» Brief
Rewrite all of the data below as a numbered list, one item per line, with blank lines and pictures left out.

» Extracted records
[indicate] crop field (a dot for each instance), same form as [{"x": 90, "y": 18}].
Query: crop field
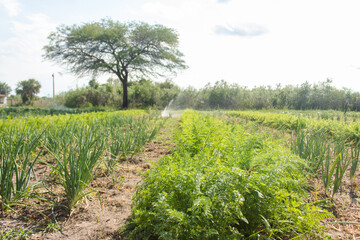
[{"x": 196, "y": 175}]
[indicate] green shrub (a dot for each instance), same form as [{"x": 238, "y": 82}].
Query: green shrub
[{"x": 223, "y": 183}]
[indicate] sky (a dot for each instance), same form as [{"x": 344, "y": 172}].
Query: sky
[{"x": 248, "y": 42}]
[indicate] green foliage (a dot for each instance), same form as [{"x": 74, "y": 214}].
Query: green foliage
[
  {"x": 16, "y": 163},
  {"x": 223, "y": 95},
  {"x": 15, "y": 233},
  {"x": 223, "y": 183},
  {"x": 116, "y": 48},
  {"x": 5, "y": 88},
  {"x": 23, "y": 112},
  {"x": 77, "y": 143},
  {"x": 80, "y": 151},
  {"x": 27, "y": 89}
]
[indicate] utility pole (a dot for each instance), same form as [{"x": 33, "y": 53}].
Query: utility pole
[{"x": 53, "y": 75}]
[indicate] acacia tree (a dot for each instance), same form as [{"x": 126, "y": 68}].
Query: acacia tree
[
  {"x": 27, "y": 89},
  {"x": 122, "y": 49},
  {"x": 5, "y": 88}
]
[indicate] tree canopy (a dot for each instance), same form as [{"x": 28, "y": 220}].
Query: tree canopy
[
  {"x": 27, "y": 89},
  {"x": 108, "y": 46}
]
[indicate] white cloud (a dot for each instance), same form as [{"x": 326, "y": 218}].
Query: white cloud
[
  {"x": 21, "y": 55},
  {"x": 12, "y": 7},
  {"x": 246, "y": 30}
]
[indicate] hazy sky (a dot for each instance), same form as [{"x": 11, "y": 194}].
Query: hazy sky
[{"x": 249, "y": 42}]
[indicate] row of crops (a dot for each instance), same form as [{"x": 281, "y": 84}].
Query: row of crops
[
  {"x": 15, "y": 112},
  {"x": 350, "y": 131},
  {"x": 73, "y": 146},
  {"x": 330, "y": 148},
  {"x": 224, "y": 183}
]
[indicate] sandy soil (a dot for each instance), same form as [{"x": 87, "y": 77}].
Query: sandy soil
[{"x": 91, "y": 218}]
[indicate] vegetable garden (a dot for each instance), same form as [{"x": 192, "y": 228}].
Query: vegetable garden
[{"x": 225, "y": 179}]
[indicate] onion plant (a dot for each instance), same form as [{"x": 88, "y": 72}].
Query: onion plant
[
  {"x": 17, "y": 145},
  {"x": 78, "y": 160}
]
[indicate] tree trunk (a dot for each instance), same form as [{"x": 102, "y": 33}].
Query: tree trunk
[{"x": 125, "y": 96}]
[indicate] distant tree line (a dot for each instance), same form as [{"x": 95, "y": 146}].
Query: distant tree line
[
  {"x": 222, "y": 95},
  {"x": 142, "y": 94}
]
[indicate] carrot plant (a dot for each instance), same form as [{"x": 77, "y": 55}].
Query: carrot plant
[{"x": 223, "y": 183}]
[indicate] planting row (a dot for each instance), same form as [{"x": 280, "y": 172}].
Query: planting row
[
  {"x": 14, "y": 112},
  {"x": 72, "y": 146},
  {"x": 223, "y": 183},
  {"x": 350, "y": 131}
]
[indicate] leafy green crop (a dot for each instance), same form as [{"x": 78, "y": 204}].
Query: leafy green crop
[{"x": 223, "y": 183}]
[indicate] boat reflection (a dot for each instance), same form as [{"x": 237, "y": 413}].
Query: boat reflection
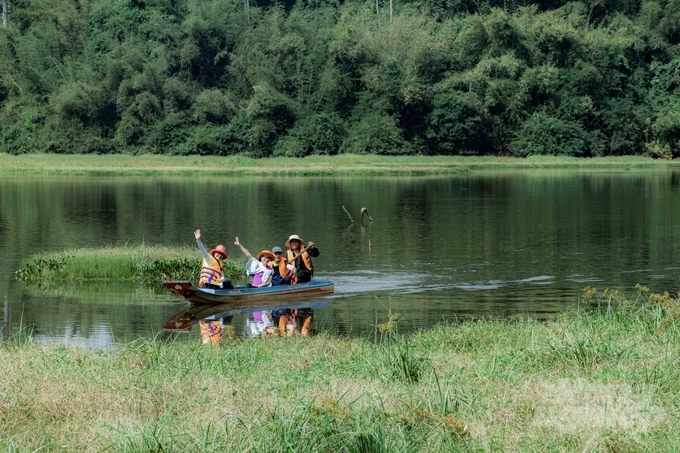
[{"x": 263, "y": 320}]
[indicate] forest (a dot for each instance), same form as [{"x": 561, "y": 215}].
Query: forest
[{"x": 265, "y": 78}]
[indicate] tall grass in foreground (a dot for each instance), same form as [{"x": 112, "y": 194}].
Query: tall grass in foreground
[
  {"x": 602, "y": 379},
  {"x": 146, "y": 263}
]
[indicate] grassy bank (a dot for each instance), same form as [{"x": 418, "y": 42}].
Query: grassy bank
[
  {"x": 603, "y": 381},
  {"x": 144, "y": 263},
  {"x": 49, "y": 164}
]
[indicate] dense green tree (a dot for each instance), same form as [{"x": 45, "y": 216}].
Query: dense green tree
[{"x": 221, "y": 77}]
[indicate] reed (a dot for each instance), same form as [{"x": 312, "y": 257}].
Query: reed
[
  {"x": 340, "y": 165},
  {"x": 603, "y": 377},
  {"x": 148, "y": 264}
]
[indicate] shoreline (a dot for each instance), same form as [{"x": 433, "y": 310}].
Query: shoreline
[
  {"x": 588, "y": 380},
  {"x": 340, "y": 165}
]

» Task solution
1. [indicate] crop field (a dot for each instance), same form as [{"x": 90, "y": 18}].
2. Query: crop field
3. [{"x": 196, "y": 175}]
4. [indicate] green shrub (a dot for each instance), same form as [{"x": 238, "y": 82}].
5. Query: green shrub
6. [{"x": 223, "y": 183}]
7. [indicate] sky (a dot for each instance), same form as [{"x": 344, "y": 172}].
8. Query: sky
9. [{"x": 248, "y": 42}]
10. [indicate] green foliage (a dot for each instance), same form as [{"x": 74, "y": 214}].
11. Query: green foliage
12. [
13.   {"x": 16, "y": 163},
14.   {"x": 223, "y": 95},
15.   {"x": 15, "y": 233},
16.   {"x": 223, "y": 183},
17.   {"x": 116, "y": 48},
18.   {"x": 5, "y": 88},
19.   {"x": 23, "y": 112},
20.   {"x": 77, "y": 143},
21.   {"x": 80, "y": 151},
22.   {"x": 27, "y": 89}
23. ]
24. [indicate] utility pole (a dot for each instance), same form as [{"x": 33, "y": 53}].
25. Query: utility pole
26. [{"x": 53, "y": 75}]
27. [indicate] acacia tree (a dot for each instance), same form as [{"x": 126, "y": 68}].
28. Query: acacia tree
29. [
30.   {"x": 27, "y": 89},
31.   {"x": 122, "y": 49},
32.   {"x": 5, "y": 88}
33. ]
34. [indicate] tree canopy (a dot for each instance), same form as [{"x": 28, "y": 220}].
35. Query: tree canopy
36. [
37.   {"x": 27, "y": 89},
38.   {"x": 108, "y": 46}
39. ]
40. [indicate] white cloud (a dot for each instance), same form as [{"x": 326, "y": 218}].
41. Query: white cloud
42. [
43.   {"x": 21, "y": 55},
44.   {"x": 12, "y": 7},
45.   {"x": 246, "y": 30}
46. ]
47. [indicate] hazy sky (a dot for each instance), same form as [{"x": 11, "y": 194}].
48. Query: hazy sky
49. [{"x": 249, "y": 42}]
50. [indicate] row of crops (a dot for each instance), same form as [{"x": 281, "y": 84}].
51. Query: row of crops
52. [
53.   {"x": 15, "y": 112},
54.   {"x": 350, "y": 131},
55.   {"x": 73, "y": 146},
56.   {"x": 330, "y": 148},
57.   {"x": 224, "y": 183}
58. ]
59. [indicate] sandy soil (a dot for each instance), same form as [{"x": 87, "y": 77}].
60. Query: sandy soil
61. [{"x": 91, "y": 218}]
62. [indicate] vegetable garden (a dot for each instance), same form as [{"x": 192, "y": 228}].
63. Query: vegetable garden
64. [{"x": 225, "y": 179}]
65. [indicate] onion plant (a dot for each instance), same form as [{"x": 88, "y": 72}].
66. Query: onion plant
67. [
68.   {"x": 17, "y": 145},
69.   {"x": 78, "y": 160}
70. ]
71. [indicate] tree trunk (a dot for each instance), same form as [{"x": 102, "y": 33}].
72. Query: tree trunk
73. [{"x": 125, "y": 96}]
74. [indicate] distant tree line (a dot for each instance), same form as [{"x": 95, "y": 146}].
75. Query: distant tree line
76. [
77.   {"x": 222, "y": 95},
78.   {"x": 142, "y": 94}
79. ]
80. [indicate] carrot plant (a dot for each instance), same form as [{"x": 77, "y": 55}].
81. Query: carrot plant
82. [{"x": 223, "y": 183}]
83. [indicate] planting row (a dot for each instance), same form as [{"x": 280, "y": 172}].
84. Query: planting row
85. [
86.   {"x": 14, "y": 112},
87.   {"x": 72, "y": 146},
88.   {"x": 223, "y": 183},
89.   {"x": 350, "y": 131}
90. ]
91. [indicate] leafy green crop (a dot for each instance), same form as [{"x": 78, "y": 204}].
92. Query: leafy green crop
93. [{"x": 223, "y": 183}]
94. [indicate] boat reflection (a dot for each instance), same form as [{"x": 237, "y": 413}].
95. Query: boat reflection
96. [{"x": 263, "y": 320}]
97. [indicate] forest (a dot for each instance), same form as [{"x": 561, "y": 215}].
98. Query: forest
99. [{"x": 265, "y": 78}]
100. [indicate] tall grass in foreground (a dot for each instance), same form as [{"x": 112, "y": 194}].
101. Query: tall grass in foreground
102. [
103.   {"x": 602, "y": 379},
104.   {"x": 146, "y": 263}
105. ]
106. [indicate] grassy bank (a dot for each instance), same form as [{"x": 418, "y": 42}].
107. Query: grassy bank
108. [
109.   {"x": 603, "y": 381},
110.   {"x": 144, "y": 263},
111.   {"x": 49, "y": 164}
112. ]
113. [indicate] dense green tree (a dot for each instance), same form as [{"x": 45, "y": 216}].
114. Query: dense green tree
115. [{"x": 221, "y": 77}]
116. [indicate] reed (a dot for each instance), same form as [{"x": 312, "y": 257}].
117. Query: reed
118. [
119.   {"x": 340, "y": 165},
120.   {"x": 603, "y": 377},
121.   {"x": 148, "y": 264}
122. ]
123. [indicate] shoreline (a dot for each instance), same form as [{"x": 433, "y": 310}].
124. Query: shoreline
125. [
126.   {"x": 588, "y": 380},
127.   {"x": 340, "y": 165}
128. ]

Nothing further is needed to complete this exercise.